__WHAT IS BEING ASKED__. Format every line of the records as a numbered list, omitting blank lines and leaving the pictures out.

__SUPPLIED RECORDS__.
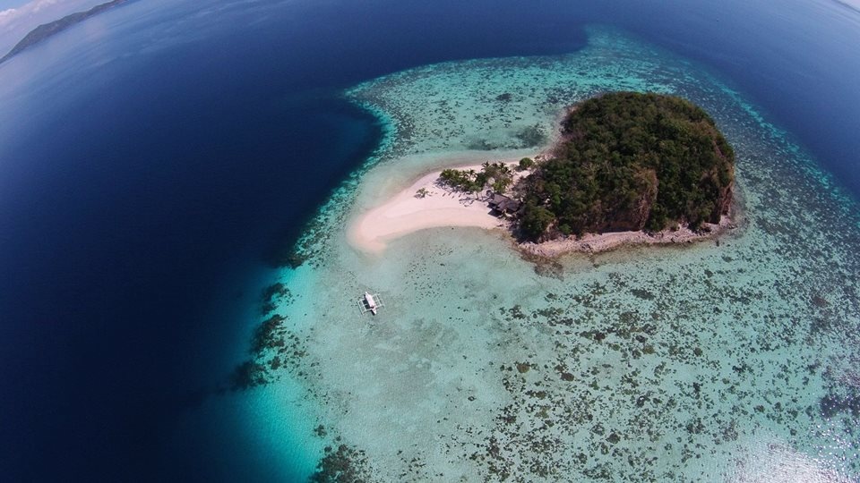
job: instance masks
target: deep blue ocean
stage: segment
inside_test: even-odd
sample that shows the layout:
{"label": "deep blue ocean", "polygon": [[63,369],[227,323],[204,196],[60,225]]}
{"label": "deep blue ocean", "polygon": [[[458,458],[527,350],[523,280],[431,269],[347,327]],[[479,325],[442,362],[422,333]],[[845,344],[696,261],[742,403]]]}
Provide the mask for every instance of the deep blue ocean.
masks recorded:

__RESULT__.
1. job: instance masks
2. target: deep blue ocean
3. stage: segment
4. inside_test: even-odd
5. sample that shows the layout:
6. {"label": "deep blue ocean", "polygon": [[63,369],[227,323],[204,196],[60,225]]}
7. {"label": "deep blue ocean", "polygon": [[[458,458],[527,350],[523,280],[431,269],[347,327]],[[479,325],[442,362],[422,333]],[[845,344],[696,261],[742,403]]]}
8. Provide the mask for every instance of the deep blue ocean.
9. masks recorded:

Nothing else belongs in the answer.